start DATA RECORDS

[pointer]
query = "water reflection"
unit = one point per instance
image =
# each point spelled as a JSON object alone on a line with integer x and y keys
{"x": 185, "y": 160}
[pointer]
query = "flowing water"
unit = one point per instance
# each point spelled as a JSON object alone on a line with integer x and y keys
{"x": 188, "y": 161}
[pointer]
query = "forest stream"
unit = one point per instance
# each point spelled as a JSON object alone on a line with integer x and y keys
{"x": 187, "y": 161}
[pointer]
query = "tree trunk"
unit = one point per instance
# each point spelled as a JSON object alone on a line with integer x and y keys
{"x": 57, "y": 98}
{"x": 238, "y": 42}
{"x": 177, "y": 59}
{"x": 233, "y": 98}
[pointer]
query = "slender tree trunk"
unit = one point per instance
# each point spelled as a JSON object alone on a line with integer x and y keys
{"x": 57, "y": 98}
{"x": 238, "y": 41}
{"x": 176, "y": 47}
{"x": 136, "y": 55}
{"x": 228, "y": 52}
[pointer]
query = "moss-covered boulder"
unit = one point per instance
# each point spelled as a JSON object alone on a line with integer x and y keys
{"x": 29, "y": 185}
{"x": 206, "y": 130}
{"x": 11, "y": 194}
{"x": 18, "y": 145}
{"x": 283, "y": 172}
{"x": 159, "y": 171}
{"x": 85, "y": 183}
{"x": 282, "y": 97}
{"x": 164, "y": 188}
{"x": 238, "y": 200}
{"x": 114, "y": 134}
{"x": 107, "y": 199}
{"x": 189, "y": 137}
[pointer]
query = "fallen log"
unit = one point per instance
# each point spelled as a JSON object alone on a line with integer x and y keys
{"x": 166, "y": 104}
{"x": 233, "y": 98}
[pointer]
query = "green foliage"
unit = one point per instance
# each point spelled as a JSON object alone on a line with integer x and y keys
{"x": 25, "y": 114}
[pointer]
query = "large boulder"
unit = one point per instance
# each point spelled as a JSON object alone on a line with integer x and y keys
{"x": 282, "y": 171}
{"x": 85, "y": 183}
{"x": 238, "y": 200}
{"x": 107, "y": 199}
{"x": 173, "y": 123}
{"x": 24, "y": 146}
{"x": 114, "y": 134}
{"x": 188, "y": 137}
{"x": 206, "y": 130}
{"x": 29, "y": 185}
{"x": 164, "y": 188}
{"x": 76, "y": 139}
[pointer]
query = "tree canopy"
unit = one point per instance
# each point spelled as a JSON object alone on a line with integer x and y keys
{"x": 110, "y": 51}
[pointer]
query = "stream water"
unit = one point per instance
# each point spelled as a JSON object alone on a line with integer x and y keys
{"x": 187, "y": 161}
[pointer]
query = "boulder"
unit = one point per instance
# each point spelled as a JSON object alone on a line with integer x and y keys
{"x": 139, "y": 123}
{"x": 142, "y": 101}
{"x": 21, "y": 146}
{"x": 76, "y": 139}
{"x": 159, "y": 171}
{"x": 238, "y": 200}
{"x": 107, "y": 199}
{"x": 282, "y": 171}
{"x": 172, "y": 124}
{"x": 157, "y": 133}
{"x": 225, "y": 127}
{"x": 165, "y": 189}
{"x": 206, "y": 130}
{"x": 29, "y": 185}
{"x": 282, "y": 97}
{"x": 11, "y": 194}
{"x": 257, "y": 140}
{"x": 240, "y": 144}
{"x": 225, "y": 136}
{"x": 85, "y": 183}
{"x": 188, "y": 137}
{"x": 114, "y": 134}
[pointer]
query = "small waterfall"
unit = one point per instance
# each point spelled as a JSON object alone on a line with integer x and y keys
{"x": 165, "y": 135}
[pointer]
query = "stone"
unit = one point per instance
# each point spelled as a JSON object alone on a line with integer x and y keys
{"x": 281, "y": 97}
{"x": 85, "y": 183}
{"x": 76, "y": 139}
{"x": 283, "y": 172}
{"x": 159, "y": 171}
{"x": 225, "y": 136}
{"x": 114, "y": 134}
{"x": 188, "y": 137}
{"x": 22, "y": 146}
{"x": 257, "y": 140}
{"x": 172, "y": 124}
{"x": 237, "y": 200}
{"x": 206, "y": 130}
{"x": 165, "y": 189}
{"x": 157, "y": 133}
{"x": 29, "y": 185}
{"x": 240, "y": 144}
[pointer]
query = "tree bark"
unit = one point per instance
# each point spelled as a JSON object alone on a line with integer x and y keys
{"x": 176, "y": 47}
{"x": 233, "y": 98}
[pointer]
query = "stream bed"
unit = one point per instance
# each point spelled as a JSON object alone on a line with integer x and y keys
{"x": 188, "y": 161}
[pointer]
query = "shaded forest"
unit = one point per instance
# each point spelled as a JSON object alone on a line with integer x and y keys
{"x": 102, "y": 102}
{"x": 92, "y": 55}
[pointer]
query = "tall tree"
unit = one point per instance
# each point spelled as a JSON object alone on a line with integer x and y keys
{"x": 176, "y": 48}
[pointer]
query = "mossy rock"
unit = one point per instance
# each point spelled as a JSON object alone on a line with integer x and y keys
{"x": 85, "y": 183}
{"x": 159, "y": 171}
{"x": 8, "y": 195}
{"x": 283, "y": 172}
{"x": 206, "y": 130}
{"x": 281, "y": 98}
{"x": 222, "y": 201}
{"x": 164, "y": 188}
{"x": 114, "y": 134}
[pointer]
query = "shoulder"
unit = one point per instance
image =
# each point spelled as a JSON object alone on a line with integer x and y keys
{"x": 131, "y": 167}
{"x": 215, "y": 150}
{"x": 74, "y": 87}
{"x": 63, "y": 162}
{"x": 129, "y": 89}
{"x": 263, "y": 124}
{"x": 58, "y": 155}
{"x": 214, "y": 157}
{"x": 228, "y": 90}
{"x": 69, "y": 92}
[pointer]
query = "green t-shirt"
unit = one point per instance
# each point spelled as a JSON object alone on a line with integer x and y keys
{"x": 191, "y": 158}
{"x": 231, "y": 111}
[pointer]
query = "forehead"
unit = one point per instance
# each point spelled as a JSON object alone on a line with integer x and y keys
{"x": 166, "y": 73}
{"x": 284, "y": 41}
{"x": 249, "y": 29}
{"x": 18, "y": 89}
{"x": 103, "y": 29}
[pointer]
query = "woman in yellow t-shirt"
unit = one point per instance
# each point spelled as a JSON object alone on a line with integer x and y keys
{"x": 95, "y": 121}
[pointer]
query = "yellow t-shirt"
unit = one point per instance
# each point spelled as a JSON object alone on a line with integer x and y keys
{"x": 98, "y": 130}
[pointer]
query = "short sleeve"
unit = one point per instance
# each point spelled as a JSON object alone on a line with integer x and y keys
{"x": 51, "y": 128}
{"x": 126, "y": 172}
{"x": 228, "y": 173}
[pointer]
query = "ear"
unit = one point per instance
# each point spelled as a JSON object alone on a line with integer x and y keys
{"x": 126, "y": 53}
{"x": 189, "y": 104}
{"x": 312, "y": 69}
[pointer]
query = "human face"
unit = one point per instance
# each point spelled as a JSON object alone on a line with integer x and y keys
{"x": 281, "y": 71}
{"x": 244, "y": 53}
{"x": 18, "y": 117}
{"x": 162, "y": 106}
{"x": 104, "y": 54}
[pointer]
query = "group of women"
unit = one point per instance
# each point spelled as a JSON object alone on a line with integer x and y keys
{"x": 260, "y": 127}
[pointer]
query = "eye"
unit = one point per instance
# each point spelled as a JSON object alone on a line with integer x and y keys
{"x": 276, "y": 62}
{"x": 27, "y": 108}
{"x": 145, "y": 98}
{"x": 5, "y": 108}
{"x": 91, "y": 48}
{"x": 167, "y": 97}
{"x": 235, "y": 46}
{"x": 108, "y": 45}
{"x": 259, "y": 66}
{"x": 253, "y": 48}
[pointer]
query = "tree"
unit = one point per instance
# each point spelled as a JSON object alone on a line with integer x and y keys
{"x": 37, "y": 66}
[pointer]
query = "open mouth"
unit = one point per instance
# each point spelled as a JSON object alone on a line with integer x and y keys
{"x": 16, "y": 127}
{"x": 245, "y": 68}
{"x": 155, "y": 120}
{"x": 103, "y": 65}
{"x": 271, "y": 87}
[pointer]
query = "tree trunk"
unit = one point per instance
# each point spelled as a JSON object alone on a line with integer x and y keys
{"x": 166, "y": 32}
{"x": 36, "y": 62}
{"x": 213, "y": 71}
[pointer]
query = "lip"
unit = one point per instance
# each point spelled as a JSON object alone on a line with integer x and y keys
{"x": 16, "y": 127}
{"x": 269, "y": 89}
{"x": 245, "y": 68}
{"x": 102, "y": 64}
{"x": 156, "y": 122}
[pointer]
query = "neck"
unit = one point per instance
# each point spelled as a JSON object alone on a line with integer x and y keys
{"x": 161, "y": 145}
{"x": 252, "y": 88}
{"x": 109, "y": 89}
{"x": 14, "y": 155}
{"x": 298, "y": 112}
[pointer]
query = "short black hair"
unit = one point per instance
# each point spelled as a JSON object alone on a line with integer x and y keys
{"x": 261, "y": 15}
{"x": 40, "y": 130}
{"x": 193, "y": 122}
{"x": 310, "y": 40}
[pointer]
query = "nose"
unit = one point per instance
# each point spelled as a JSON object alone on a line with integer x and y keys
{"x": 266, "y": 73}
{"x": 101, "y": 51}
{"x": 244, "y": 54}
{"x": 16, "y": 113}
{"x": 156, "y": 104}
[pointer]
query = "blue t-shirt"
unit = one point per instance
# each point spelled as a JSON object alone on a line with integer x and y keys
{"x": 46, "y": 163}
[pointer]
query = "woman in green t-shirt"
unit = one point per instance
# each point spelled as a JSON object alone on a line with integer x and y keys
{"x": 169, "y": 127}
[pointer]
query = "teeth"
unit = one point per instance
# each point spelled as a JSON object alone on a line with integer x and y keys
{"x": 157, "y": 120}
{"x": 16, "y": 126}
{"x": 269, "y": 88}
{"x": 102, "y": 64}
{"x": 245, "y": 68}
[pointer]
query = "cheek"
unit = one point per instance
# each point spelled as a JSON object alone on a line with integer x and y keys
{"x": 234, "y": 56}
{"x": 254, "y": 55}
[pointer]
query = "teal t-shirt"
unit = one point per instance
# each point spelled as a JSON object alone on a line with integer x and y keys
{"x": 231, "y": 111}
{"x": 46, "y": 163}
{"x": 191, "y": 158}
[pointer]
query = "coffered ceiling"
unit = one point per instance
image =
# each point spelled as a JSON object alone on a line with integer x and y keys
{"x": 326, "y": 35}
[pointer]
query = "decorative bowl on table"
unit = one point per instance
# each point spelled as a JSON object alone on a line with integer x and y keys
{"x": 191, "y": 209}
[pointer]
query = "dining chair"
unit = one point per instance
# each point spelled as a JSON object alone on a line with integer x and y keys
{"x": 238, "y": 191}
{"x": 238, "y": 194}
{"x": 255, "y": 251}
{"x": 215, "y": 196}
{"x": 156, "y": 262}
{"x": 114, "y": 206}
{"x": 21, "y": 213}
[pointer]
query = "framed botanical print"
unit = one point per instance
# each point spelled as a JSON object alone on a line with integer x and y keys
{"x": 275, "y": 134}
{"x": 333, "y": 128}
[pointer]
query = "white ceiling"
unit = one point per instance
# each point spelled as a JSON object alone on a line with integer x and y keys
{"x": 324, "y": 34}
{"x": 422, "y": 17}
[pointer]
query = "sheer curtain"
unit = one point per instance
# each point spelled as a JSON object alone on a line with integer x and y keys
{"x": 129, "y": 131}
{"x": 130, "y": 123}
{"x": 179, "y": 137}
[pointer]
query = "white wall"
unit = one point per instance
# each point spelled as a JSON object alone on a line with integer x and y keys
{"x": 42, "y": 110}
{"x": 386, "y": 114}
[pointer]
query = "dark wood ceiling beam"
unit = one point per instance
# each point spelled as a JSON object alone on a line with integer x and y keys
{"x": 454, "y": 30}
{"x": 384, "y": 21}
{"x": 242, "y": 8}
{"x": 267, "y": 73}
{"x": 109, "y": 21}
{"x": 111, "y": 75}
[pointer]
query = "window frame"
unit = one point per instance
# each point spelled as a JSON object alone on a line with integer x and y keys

end DATA RECORDS

== WORK TO COMPLETE ==
Which lines in the records above contain the string "tree"? Extract each of those lines in full.

== FINAL ANSWER ==
query = "tree trunk"
query = "slender tree trunk"
query = "tree canopy"
query = "tree bark"
query = "tall tree"
query = "tree"
query = "tree trunk"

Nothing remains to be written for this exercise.